## [Named-object pointing rows]
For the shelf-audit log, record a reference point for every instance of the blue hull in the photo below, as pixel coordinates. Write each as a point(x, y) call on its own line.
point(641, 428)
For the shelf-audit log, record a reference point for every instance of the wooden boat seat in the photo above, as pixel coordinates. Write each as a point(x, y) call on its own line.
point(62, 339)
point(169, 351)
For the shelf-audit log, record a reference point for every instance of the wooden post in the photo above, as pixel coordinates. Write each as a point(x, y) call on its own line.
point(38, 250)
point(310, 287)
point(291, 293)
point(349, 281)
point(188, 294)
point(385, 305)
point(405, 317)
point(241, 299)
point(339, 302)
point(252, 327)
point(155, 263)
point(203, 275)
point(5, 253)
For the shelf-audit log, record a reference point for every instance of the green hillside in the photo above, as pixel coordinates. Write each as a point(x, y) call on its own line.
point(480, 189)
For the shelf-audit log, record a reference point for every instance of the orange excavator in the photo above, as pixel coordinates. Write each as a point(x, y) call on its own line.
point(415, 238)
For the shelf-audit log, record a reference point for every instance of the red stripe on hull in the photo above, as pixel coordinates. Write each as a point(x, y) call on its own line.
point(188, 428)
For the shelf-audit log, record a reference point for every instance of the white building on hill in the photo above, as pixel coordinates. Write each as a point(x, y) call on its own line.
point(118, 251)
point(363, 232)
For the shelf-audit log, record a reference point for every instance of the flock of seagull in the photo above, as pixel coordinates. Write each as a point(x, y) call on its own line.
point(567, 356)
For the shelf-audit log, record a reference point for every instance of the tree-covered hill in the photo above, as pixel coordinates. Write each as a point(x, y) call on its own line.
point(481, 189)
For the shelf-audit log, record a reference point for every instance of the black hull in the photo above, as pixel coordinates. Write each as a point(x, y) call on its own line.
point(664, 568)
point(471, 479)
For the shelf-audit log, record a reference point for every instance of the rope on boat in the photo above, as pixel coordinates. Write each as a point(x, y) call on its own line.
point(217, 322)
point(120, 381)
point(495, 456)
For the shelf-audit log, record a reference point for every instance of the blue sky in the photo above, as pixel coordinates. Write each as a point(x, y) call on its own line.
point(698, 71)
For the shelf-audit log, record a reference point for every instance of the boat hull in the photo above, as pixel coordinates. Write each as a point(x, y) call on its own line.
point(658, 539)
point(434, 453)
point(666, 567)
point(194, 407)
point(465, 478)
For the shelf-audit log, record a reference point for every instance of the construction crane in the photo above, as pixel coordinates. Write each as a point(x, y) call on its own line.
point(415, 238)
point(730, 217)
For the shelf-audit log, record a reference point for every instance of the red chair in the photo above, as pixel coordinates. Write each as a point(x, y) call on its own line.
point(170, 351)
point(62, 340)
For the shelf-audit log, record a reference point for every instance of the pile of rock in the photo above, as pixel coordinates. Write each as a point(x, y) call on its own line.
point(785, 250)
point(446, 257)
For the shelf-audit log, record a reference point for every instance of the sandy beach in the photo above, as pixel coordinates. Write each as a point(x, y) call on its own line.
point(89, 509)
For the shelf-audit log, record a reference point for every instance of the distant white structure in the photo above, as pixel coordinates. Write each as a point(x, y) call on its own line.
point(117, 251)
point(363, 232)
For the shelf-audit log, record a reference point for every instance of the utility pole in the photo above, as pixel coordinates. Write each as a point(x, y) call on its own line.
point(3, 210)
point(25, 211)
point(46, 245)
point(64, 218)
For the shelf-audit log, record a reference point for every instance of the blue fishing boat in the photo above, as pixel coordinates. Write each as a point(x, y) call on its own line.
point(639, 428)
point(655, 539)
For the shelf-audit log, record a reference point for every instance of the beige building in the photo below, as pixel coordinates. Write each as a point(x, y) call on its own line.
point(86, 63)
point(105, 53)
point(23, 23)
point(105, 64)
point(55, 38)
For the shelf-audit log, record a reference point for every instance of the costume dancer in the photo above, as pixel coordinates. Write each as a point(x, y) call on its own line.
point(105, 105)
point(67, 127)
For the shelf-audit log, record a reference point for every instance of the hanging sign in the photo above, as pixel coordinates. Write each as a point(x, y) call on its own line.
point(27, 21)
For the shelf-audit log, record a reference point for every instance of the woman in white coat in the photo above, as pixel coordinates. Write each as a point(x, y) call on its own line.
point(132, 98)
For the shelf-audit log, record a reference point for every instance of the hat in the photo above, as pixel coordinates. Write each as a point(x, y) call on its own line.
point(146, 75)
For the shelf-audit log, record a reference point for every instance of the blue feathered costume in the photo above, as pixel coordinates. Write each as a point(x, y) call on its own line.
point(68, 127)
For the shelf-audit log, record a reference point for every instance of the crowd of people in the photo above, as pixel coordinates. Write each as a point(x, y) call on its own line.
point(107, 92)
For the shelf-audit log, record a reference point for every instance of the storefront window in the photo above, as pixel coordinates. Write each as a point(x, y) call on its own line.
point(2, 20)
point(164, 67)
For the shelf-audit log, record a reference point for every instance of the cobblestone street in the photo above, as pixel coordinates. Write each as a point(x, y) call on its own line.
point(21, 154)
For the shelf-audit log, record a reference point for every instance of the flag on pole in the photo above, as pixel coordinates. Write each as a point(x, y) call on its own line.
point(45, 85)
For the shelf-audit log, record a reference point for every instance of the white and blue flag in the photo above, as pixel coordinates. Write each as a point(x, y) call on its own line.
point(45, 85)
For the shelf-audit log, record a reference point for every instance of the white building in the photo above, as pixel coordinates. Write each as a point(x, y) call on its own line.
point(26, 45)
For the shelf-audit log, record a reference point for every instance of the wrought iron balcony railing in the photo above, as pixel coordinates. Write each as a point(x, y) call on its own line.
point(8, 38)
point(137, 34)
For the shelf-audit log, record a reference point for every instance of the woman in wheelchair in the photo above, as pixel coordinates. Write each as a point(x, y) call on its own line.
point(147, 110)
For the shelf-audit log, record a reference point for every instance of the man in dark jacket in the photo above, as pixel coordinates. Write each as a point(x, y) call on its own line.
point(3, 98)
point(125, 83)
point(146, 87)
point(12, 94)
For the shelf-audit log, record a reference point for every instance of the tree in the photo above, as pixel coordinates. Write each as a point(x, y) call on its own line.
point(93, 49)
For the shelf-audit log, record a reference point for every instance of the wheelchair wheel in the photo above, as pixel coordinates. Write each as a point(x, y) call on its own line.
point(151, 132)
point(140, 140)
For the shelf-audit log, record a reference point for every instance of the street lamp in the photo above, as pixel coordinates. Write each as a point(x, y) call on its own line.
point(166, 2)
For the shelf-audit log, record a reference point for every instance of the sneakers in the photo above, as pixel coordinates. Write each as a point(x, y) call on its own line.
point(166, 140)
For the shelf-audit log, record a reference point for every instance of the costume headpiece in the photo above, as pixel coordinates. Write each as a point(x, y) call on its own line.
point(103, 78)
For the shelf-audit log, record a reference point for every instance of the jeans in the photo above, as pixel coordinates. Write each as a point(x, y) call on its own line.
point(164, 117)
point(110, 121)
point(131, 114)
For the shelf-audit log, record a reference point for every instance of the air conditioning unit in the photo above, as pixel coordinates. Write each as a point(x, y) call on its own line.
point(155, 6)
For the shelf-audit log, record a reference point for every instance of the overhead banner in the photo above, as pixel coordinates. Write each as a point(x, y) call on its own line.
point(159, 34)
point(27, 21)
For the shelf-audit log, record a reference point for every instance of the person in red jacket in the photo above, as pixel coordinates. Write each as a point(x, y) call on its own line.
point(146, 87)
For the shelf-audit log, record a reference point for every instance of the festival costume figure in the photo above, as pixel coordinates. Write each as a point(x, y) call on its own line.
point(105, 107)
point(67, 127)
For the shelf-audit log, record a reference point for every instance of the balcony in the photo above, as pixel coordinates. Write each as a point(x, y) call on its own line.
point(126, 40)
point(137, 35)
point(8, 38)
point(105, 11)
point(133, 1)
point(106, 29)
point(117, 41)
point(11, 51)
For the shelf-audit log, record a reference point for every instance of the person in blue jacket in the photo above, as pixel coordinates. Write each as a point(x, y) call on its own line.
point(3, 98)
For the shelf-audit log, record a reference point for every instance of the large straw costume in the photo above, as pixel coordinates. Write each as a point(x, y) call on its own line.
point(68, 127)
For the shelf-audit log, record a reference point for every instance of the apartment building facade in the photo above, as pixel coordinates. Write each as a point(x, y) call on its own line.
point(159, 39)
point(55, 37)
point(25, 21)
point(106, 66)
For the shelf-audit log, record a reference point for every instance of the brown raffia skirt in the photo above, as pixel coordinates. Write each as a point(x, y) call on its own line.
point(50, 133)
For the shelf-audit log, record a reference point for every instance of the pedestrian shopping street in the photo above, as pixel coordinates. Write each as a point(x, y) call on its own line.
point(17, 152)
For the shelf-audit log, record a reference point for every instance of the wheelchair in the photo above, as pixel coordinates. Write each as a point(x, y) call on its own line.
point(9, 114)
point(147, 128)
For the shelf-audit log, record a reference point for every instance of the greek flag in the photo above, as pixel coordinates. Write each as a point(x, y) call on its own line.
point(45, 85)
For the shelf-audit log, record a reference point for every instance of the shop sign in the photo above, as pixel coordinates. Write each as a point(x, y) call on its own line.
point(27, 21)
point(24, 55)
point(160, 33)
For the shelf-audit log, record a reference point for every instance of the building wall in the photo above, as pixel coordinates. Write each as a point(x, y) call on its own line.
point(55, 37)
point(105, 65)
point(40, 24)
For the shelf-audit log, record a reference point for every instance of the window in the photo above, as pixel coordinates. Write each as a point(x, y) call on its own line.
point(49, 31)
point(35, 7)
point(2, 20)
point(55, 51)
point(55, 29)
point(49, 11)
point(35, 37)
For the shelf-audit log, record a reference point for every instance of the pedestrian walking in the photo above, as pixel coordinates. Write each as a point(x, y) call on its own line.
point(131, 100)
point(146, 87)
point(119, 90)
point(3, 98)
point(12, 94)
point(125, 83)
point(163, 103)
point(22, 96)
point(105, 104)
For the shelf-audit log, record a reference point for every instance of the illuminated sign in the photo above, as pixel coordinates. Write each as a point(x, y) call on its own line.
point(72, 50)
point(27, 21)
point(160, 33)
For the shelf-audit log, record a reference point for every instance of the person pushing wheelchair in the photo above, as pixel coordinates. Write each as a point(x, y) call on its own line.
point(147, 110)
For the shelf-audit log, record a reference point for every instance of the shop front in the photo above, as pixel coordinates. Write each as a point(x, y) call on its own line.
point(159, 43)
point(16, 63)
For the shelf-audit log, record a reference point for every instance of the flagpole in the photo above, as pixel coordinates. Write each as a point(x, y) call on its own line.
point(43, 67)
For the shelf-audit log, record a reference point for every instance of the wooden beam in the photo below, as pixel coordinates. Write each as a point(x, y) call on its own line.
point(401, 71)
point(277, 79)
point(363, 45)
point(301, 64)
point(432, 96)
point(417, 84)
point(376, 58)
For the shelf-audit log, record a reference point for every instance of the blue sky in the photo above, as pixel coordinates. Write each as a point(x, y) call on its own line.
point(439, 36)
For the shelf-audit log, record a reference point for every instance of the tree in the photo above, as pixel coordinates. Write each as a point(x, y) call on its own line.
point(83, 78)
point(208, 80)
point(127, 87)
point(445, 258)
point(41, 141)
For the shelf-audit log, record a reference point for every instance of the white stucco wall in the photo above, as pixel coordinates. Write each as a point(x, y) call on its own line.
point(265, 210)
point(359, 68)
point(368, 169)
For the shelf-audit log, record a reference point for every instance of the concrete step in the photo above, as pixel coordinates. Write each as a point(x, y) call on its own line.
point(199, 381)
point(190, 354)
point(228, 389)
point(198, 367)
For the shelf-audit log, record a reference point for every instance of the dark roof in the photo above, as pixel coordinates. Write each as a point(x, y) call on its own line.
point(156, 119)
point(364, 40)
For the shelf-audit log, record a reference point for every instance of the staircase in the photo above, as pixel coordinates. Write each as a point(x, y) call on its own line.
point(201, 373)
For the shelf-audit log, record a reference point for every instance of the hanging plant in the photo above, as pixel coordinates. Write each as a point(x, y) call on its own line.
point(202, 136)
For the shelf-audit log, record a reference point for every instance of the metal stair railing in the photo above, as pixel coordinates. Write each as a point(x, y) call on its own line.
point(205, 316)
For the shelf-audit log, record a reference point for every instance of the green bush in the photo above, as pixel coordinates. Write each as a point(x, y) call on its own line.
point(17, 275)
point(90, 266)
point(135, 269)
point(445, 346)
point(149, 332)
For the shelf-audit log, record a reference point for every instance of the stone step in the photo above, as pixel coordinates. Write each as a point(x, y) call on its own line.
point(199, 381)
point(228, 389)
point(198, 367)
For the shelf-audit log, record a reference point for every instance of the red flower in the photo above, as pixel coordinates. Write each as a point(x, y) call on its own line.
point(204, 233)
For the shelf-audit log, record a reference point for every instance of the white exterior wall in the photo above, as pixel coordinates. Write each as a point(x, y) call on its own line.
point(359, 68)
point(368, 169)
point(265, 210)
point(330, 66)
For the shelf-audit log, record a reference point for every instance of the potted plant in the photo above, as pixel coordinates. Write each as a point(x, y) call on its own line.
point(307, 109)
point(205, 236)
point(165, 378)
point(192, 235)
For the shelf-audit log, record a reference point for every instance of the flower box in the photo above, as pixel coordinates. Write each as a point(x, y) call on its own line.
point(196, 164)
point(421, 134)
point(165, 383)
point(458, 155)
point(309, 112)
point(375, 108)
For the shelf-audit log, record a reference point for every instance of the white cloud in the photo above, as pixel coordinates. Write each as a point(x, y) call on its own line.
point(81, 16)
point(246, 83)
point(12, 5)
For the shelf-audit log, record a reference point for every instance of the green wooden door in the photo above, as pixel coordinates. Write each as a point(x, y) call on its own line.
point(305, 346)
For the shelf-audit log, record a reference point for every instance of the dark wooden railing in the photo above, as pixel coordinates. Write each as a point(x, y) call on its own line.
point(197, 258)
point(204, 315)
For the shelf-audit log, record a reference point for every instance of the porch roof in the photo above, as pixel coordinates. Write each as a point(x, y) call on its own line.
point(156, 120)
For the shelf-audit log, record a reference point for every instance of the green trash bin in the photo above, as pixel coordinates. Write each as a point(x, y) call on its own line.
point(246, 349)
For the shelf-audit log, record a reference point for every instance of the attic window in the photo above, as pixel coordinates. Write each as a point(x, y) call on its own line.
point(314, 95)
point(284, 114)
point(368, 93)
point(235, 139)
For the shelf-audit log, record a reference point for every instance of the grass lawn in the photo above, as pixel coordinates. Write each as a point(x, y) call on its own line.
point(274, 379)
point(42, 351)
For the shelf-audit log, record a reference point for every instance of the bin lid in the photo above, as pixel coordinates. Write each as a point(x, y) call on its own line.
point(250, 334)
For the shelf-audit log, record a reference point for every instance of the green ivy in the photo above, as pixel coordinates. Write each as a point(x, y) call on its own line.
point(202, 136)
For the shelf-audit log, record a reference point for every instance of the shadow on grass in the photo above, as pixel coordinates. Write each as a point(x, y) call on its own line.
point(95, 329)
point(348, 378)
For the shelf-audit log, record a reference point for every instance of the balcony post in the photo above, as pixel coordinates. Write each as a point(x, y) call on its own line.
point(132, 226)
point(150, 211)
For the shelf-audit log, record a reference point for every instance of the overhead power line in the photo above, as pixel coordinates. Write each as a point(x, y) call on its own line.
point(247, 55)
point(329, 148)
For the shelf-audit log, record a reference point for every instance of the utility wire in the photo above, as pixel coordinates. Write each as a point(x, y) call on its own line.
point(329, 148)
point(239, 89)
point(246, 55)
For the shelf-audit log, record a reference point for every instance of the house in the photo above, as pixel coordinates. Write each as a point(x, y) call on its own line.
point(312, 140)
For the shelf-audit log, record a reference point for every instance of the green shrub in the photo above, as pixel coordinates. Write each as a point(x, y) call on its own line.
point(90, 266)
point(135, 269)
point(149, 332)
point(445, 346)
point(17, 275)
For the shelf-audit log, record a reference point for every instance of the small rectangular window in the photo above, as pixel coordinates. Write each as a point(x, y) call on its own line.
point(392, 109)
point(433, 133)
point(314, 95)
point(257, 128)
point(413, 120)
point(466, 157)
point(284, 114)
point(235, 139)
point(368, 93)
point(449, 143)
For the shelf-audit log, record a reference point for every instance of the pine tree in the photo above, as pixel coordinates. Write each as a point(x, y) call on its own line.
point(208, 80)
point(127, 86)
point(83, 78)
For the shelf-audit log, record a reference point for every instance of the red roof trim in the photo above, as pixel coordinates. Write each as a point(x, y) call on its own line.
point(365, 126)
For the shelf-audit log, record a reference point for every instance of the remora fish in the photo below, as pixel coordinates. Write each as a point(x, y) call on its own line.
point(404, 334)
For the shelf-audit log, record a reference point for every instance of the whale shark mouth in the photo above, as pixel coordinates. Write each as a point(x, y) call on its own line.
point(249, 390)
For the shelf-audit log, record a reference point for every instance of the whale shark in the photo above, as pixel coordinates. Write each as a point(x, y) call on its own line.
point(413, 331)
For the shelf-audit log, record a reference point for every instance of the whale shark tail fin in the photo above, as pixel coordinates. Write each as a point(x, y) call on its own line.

## [WORK INSTRUCTIONS]
Rewrite everything from the line containing "the wooden boat" down to the line containing "point(169, 351)", substituting "wooden bench" for "wooden boat seat" and keeping every other character the same. Return only those lines.

## [SOLUTION]
For the shelf-audit log, record a reference point for every instance of the wooden bench in the photo above, as pixel coordinates. Write each as a point(x, y) call on its own line.
point(62, 339)
point(169, 351)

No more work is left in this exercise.